**CHALLENGE**
All of the material below is to be repeated exactly.

(Stored data entries)
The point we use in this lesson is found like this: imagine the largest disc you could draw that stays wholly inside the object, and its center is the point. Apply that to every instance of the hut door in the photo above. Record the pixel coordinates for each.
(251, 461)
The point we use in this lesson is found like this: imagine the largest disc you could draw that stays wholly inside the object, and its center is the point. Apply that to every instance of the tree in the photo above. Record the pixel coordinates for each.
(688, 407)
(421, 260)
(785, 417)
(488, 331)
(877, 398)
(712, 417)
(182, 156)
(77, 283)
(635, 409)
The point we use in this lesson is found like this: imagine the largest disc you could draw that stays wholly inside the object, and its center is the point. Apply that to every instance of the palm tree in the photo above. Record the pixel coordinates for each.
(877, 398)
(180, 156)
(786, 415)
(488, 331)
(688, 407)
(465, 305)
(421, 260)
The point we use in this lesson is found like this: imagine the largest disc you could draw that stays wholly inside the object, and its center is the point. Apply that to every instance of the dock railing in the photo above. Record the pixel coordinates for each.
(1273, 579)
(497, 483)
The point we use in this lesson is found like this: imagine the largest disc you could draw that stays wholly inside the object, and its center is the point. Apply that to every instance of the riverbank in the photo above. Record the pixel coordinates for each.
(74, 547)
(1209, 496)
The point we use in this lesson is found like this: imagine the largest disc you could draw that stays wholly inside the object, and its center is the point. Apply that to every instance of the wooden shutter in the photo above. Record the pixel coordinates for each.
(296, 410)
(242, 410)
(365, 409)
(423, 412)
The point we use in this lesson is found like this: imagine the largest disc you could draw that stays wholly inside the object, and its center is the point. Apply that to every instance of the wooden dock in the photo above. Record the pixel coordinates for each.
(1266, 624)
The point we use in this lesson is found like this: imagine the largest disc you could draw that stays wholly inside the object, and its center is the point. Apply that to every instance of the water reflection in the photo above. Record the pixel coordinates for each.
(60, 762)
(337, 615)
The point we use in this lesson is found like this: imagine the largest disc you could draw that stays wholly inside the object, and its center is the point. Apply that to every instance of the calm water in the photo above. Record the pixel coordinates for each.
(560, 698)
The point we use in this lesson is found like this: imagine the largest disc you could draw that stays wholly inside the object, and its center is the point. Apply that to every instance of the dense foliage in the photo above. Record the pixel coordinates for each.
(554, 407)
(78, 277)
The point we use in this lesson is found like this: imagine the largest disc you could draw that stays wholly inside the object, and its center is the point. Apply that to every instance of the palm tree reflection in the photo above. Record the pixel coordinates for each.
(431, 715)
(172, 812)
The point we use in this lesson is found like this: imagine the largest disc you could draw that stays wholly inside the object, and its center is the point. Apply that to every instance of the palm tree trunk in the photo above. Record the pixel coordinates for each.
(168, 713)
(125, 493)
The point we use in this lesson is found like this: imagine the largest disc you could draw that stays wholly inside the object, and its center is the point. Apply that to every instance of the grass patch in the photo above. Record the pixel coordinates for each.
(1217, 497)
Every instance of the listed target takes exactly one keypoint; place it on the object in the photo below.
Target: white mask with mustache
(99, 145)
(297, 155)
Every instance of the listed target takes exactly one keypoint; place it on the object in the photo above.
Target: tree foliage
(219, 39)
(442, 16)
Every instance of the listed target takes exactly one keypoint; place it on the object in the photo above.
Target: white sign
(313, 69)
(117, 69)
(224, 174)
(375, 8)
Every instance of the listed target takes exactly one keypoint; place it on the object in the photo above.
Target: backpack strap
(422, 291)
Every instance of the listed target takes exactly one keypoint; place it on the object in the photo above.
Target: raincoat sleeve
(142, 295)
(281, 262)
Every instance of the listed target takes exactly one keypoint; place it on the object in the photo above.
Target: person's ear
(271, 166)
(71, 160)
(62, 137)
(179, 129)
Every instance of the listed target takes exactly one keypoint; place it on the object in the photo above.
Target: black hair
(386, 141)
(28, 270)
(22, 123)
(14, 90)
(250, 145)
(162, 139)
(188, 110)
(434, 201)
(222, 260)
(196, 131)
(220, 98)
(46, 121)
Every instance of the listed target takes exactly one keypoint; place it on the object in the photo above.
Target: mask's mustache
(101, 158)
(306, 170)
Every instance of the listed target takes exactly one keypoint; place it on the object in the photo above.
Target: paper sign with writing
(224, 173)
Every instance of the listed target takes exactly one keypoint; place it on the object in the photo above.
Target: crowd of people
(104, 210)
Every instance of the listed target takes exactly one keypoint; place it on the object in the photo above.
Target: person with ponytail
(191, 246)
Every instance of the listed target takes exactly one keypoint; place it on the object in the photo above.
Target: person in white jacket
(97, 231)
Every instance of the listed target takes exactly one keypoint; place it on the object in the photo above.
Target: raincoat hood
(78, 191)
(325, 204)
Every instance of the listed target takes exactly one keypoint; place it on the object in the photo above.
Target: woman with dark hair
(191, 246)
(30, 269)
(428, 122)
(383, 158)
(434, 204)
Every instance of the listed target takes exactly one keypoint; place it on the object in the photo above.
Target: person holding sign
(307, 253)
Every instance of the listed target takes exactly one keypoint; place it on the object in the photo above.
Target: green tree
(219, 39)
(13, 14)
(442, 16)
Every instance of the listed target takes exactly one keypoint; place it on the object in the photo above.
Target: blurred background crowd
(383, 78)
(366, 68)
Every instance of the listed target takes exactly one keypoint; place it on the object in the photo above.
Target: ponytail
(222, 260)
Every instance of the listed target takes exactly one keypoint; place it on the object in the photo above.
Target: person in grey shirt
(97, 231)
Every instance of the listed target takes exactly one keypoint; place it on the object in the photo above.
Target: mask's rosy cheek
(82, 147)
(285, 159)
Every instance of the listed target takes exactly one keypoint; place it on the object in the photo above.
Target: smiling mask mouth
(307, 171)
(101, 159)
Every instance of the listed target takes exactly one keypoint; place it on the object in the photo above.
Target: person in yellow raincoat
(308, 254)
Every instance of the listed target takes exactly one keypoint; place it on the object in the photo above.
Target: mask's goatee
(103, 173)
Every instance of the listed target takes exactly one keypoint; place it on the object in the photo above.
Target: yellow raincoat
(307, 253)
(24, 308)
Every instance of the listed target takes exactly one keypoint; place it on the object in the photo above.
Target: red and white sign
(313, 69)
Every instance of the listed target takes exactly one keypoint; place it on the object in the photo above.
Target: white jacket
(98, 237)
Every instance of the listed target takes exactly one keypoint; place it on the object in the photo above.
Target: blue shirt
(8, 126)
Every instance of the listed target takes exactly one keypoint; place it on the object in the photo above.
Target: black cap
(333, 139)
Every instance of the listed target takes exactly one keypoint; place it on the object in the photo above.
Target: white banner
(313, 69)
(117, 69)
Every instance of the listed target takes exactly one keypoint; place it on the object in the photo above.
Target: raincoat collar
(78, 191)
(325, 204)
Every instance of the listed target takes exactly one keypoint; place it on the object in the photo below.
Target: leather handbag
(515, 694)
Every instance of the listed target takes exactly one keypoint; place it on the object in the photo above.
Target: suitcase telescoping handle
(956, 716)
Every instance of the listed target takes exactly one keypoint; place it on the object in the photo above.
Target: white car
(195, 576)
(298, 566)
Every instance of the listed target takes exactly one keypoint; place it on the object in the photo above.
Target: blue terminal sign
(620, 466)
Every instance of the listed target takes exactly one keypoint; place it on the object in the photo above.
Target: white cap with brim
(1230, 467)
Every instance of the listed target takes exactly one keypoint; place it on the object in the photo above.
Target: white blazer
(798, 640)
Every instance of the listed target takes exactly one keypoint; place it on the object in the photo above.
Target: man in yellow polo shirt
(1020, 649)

**SOLUTION**
The point we use in this lesson is found like this: imagine the largest disc you could draw that stays wholly inside the object, and its center is the point. Apply that to every instance of the hut door in the photo above. Record the pixel coordinates for each.
(251, 461)
The point we use in this lesson is found like this: imagine the largest disc you could draw that stays wholly inside the object, and its center is the point. Apply that to every instance of the tree in the photo above. Record the pixel coordinates for each.
(688, 407)
(421, 260)
(785, 417)
(488, 331)
(877, 398)
(712, 417)
(182, 156)
(77, 283)
(635, 409)
The point we use in this lesson is found like this: imagine the largest disc you could draw that stays wholly inside the object, and its center is the point. Apply that to every instance of the palm tree in the photo above. Record the pixel coordinates for each.
(877, 398)
(180, 156)
(786, 415)
(488, 331)
(688, 407)
(465, 305)
(421, 260)
The point we use in this lesson is found like this: imagine the largest disc you could draw that stays wholly inside the object, and its center is the point. Apply that to every instance of the dock railing in the photo above. Record the pixel coordinates for each.
(1273, 579)
(497, 483)
The point we use in this lesson is found like this: imagine the largest disc you could draw that stays wholly inside the object, and its center is the point. Apply that to every instance of the riverbank in the photo above. Record the pixel coordinates for each.
(74, 547)
(1209, 496)
The point we use in this lesson is found like this: imagine the largest disc you could draw that stays wholly inside the object, and its center is the point. Apply that to every instance of the wooden shutter in the photo above. Record the pixel coordinates for each.
(296, 410)
(242, 410)
(365, 409)
(423, 412)
The point we use in this lesson is found like this: imagine the largest disc you could draw that stays wholly inside the object, and its center is the point. Apply that to every instance of the wooden dock in the photo above. Record the pixel coordinates for each.
(1266, 624)
The point we use in this lesson is found like this: imagine the largest disc you could draw that stays wholly inside the object, and its center is the point. Apply that to every instance of the water reflection in the photo above. Record the pixel coordinates for each.
(60, 762)
(337, 615)
The point we use in this lesson is found like this: imagine the largest disc you could draw that stays wholly inside the object, and its center is the point. Apply that to every instance of the calm water in the photo above. Record the pixel coordinates for each.
(560, 698)
The point we use in this lesson is found like this: imagine the largest disc you could draw that stays wholly inside the object, and its center is the point. Apply that to every instance of the dense foliage in the photo above. Record the pixel coordinates for each.
(554, 407)
(78, 277)
The point we use in this lesson is found like this: imagine the largest disc you could draw that stays wholly inside the object, and its center is the point. Apply that to every instance of the palm tree reflection in the photo above. Record the pixel coordinates for each.
(431, 715)
(172, 812)
The point we use in this lesson is found like this: imagine the largest disc you could draw that stays wholly inside the object, and its center is the point. Apply that to every instance of the palm tree trunk in the photo above. Record the pixel coordinates for each.
(168, 713)
(125, 493)
The point we use in this lesson is found like this: imagine the largest disc you could draw that stays wholly inside the object, and its center is the point. Apply that to every instance of the grass patch in the photo above. Record the pixel coordinates for each.
(1217, 497)
Every instance of the listed target takes exactly one keypoint; place it on the object in the photo below.
Target: white mask with mustache
(99, 145)
(297, 155)
Every instance of the listed target takes exactly one keypoint; place it on the object in the photo above.
Target: tree foliage
(219, 39)
(442, 16)
Every instance of the listed target takes exactly one keypoint; place it on the object in the photo above.
Target: white sign
(313, 69)
(117, 69)
(224, 174)
(375, 8)
Every instance of the listed target takes exactly one keypoint; place it on the object in the photo above.
Target: backpack strap
(422, 291)
Every instance of the listed target takes exactly one keypoint; place it on the object in the photo above.
Target: raincoat sleeve
(142, 295)
(281, 262)
Every instance of the listed target takes exactly one keypoint; place it on the object in the photo above.
Target: person's ear
(271, 166)
(71, 160)
(62, 137)
(179, 129)
Every instance of the listed target takes exactly one keypoint; place it on the object in the photo above.
Target: black hair
(386, 141)
(28, 270)
(22, 123)
(14, 90)
(250, 145)
(162, 139)
(188, 110)
(434, 201)
(222, 260)
(196, 131)
(220, 98)
(46, 121)
Every instance of the listed target takes exactly one keypoint; place it on the object in the photo above.
Target: mask's mustache
(101, 158)
(306, 170)
Every instance of the listed target takes exactly one keypoint; place it on the object in the photo above.
Target: paper sign with writing
(224, 173)
Every instance of the listed target takes exactly one keypoint; place it on the object in the photo above.
Target: crowd of people
(104, 210)
Every instance of the listed target takes exactly one keypoint; place it on the object in the photo above.
Target: person with ponytail
(191, 246)
Every instance of the listed target takes exactly one keypoint; place it on the object in the photo above.
Target: person in white jacket
(97, 231)
Every instance of the listed target takes exactly one keypoint; place it on the object in the photo above.
Target: raincoat hood
(78, 191)
(325, 204)
Every instance of the listed target takes exactly one keypoint; place it on the object in the photo above.
Target: woman with dark hair
(191, 246)
(30, 269)
(428, 122)
(383, 158)
(434, 204)
Every instance of the listed target takes exactly one keypoint; place it on the object in the photo above.
Target: person holding sign
(307, 253)
Every instance of the listed target takes exactly one keypoint; place it on the object in the photo above.
Target: green tree
(219, 39)
(13, 14)
(442, 16)
Every instance of the listed target takes exactly one keypoint; place it on the object in the photo above.
Target: blurred background crowd
(383, 78)
(366, 68)
Every instance of the listed target takes exactly one keypoint; place it on the object in the photo above.
Target: ponytail
(222, 260)
Every instance of the listed target takes exactly one keypoint; place it on the object in the photo above.
Target: person in grey shirt
(97, 231)
Every instance of the listed target takes exactly one keypoint; place it on the object in the photo above.
Target: mask's rosy cheek
(82, 147)
(285, 159)
Every instance of the listed target takes exactly one keypoint; place it on the object in the photo above.
Target: smiling mask mouth
(307, 171)
(101, 159)
Every instance of the listed target takes exactly one keypoint; place it on the object in the photo above.
Target: person in yellow raincoat
(308, 254)
Every instance of the listed target takes exactly one keypoint; place it on the object in the photo above.
Target: mask's goatee
(103, 173)
Every instance of the listed target takes exactly one keypoint; place it on the object in the photo above.
Target: yellow raincoat
(307, 253)
(24, 308)
Every instance of the listed target takes exactly one keypoint; place it on the object in the photo above.
Target: red and white sign
(313, 69)
Every instance of the listed target takes exactly one keypoint; place it on the object in the photo above.
Target: white jacket
(98, 237)
Every instance of the listed target takes exactly one keypoint; place it on the object in the photo above.
Target: blue shirt
(8, 126)
Every instance of the listed target takes exactly one keypoint; place it on the object in the photo above.
Target: black cap
(333, 139)
Every instance of the listed target takes exactly one keypoint; place it on the object in the photo above.
Target: white banner
(313, 69)
(117, 69)
Every instance of the listed target takes exactly one keypoint; place it on the object in the photo above.
Target: raincoat collar
(78, 191)
(325, 204)
Every instance of the listed target takes exactly one keypoint; place it on the object in the photo below.
Target: leather handbag
(515, 694)
Every instance of the listed target takes exactly one keypoint; place it on the object in the photo above.
Target: suitcase telescoping handle
(956, 716)
Every instance of the listed target takes exactly one keypoint; place it on the object in the photo above.
Target: white car
(195, 576)
(298, 566)
Every instance of the listed target takes exactly one keypoint; place it on the object in the photo above.
Target: blue terminal sign
(620, 466)
Every instance of the listed target takes exactly one keypoint; place it on the object in the photo above.
Target: white cap with brim
(1230, 467)
Every instance of the listed target takes exactly one keypoint; place it on the object in the photo above.
Target: white blazer
(798, 640)
Every instance of the listed target takes exactly one keypoint; place it on the object in the photo above.
Target: man in yellow polo shirt
(1020, 649)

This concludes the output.